## ACTIONS TO TAKE
[A] In the forum thread about how people want to be remembered, why does the first poster say he cares what people say about him after he is gone? Answer in one to three sentences.
[B] Answer these questions from the forum thread about how people want to be remembered:
(i) What does the first poster most want people to say about him?
(ii) Who asked patients on their deathbed about their greatest regrets?
(iii) Which two of the five regrets does the hospice poster find especially hard to work on, and why?
[C] Continue the forum thread about how people want to be remembered, starting after its final quoted passage.

## SELECTED EXTRACT
☆ ☆ ☆ ☆ ☆

But it got me thinking about myself and what people might say if my day came tomorrow? And then I started thinking “what do I want people to say about me when I’m gone?” First and foremost, I want people to say, he was best damn father any kid could ever ask for. He loved his children more than life itself and he taught them how to be productive members of society.” And if that’s all anyone could say, I could live with that (err, die with that). But I came to the realization that I do care what people say about me when I’m gone. Obviously not for me but for my loved ones that I leave behind. I want them to enjoy hearing good things about me. They loved me. They should get the reward of hearing why others did too.

What do you want people to say about you when you’re gone?

They will likely say, "Who?"

I really don't care as long as whatever they say is accurate and they don't refer to me as "they."
 
I really don't care as long as ... they don't refer to me as "they."

1mm29a.jpg
 
What do you want people to say about you when you’re gone?
Great question. This is already going to be a tl;dr poast, so here are some of the ways I'd like to be remembered in the form of adjectives: adventurous, compassionate, curious, dependable, devoted, funny, honest, kind, principled.

There's also a flip side to this question that I read about while working in hospice and palliative care. Nurses asked patients on their deathbed what their greatest regrets were and reduced the responses to five things -- the five regrets of the dying. You can read more about them at the link, but they are:

1. I wish I’d had the courage to live a life true to myself, not the life others expected of me.
2. I wish I hadn’t worked so hard.
3. I wish I’d had the courage to express my feelings.
4. I wish I had stayed in touch with my friends.
5. I wish that I had let myself be happier.

So the other question is this: What will I say about my own life when it's at its end? I think about when I'm old and infirm, looking back on my life, and wonder what my regrets will be. I know for sure that one of them will be that I ran out of time. There is an endless list of things I want to see and do in this world.

Anyway, that's the kind of perspective I've tried to bring to my own life. I'm getting better at each one, although #3 and #4 are really hard for me as a mostly private, introverted person.
 
Great question. This is already going to be a tl;dr poast, so here are some of the ways I'd like to be remembered in the form of adjectives: adventurous, compassionate, curious, dependable, devoted, funny, honest, kind, principled.

☆ ☆ ☆ ☆ ☆

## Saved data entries
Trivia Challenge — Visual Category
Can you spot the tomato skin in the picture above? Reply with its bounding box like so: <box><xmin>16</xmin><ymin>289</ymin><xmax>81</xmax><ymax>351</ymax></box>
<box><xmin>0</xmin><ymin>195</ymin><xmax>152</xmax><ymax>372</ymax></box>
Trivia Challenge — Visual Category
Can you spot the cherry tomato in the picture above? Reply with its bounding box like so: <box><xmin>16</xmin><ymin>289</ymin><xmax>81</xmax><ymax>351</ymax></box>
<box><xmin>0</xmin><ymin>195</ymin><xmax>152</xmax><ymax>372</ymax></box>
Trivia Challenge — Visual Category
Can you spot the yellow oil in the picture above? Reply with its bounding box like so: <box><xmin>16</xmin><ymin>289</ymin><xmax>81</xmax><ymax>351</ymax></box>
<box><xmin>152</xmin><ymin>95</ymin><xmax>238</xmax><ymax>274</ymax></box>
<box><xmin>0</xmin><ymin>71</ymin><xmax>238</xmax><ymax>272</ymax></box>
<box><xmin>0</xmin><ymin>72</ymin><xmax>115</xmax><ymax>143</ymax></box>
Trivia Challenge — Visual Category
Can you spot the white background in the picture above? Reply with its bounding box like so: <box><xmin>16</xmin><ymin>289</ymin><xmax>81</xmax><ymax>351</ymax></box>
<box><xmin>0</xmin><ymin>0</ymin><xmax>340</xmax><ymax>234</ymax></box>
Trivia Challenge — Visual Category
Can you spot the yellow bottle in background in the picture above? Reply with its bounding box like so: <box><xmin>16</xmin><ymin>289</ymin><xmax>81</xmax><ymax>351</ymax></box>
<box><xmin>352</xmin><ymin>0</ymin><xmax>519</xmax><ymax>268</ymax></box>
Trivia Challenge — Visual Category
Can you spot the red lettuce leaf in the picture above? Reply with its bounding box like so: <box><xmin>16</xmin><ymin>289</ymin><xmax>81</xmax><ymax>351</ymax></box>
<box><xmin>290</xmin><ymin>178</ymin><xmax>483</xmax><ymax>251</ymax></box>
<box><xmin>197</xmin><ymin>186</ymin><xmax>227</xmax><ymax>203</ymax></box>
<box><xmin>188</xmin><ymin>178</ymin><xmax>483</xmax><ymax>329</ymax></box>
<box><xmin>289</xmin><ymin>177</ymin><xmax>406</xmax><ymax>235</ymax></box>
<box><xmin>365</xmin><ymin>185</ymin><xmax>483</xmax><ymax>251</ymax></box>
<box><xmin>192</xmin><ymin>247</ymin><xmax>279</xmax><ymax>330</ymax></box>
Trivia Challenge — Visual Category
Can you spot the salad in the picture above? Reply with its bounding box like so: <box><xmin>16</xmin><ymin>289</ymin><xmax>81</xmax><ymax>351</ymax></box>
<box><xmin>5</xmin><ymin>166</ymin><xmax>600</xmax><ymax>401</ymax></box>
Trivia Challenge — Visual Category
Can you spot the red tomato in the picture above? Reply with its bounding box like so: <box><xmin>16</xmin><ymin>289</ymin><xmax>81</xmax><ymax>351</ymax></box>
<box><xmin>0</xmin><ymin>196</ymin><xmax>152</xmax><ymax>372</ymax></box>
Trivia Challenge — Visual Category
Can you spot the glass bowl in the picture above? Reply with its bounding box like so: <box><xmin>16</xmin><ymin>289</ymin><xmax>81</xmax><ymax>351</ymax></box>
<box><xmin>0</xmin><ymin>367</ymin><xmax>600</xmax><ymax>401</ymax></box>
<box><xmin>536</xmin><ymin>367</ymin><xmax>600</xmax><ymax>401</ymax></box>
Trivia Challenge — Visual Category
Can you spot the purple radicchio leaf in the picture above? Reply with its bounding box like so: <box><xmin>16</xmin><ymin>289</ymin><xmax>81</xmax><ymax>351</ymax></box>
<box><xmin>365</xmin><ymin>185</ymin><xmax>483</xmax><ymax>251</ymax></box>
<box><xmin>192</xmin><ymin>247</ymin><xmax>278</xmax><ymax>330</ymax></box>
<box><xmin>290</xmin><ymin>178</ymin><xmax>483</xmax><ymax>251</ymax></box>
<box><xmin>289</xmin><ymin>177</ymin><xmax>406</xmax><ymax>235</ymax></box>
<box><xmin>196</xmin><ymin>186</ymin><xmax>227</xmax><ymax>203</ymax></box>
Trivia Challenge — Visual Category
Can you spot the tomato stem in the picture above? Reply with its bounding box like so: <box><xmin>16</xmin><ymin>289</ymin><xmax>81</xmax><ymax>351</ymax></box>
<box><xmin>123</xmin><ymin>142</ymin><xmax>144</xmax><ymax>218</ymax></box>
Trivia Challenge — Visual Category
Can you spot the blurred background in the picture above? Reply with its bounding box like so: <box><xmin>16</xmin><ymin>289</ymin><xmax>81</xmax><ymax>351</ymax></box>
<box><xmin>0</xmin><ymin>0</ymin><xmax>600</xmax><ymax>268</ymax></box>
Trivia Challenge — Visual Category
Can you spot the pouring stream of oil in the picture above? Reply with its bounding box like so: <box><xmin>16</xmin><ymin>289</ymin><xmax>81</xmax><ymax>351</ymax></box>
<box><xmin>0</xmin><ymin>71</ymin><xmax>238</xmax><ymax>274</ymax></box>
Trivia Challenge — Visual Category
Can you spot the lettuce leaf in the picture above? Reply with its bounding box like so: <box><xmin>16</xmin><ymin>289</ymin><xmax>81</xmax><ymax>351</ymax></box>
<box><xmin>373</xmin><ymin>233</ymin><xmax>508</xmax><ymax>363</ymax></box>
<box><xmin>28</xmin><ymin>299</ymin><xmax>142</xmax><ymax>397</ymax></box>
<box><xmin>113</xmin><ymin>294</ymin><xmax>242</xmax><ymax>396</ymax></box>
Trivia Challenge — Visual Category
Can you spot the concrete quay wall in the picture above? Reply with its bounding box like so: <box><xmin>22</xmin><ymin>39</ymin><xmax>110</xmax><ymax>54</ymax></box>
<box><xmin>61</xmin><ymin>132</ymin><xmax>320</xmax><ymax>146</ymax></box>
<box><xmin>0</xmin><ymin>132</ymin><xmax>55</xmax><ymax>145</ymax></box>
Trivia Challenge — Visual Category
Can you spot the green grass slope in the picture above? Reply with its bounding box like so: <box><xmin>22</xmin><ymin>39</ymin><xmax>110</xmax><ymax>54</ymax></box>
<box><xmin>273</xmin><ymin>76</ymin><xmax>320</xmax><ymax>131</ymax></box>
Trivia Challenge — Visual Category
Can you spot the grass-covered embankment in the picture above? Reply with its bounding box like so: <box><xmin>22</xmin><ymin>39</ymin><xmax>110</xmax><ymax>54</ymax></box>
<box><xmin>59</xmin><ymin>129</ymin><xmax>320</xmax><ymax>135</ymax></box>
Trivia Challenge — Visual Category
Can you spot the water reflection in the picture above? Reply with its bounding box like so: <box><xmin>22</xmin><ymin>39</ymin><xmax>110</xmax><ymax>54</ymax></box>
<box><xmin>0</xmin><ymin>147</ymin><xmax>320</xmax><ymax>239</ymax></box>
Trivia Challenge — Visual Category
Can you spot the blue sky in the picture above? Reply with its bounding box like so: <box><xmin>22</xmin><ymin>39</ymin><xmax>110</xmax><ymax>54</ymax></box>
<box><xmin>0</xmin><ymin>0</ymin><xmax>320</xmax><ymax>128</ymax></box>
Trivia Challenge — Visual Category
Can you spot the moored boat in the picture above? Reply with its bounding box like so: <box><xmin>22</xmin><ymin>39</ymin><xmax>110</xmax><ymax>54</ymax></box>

☆ ☆ ☆ ☆ ☆

## ACTIVITY ANSWERS
[A] He cares for the sake of the loved ones he leaves behind, not for himself. He wants them to enjoy hearing good things about him: they loved him, so they should get the reward of hearing why others did too.

[B]
(i) That he was the best father any kid could ask for, who loved his children more than life itself and taught them to be productive members of society.
(ii) Nurses.
(iii) #3, having the courage to express feelings, and #4, staying in touch with friends. They are hard because the poster is a mostly private, introverted person.

[C]
There's also a flip side to this question that I read about while working in hospice and palliative care. Nurses asked patients on their deathbed what their greatest regrets were and reduced the responses to five things -- the five regrets of the dying. You can read more about them at the link, but they are:

1. I wish I’d had the courage to live a life true to myself, not the life others expected of me.
2. I wish I hadn’t worked so hard.
3. I wish I’d had the courage to express my feelings.
4. I wish I had stayed in touch with my friends.
5. I wish that I had let myself be happier.

So the other question is this: What will I say about my own life when it's at its end? I think about when I'm old and infirm, looking back on my life, and wonder what my regrets will be. I know for sure that one of them will be that I ran out of time. There is an endless list of things I want to see and do in this world.

Anyway, that's the kind of perspective I've tried to bring to my own life. I'm getting better at each one, although #3 and #4 are really hard for me as a mostly private, introverted person.
Damn, this thread has now turned into a sadz parade.
 
I doubt that anyone would miss me, as my absence would likely not be noticed.
 
Even when I knew the deceased fairly well, more often than not, I learn something pretty remarkable about them at their funeral that I wish I had known while they were alive so I could have asked them about it.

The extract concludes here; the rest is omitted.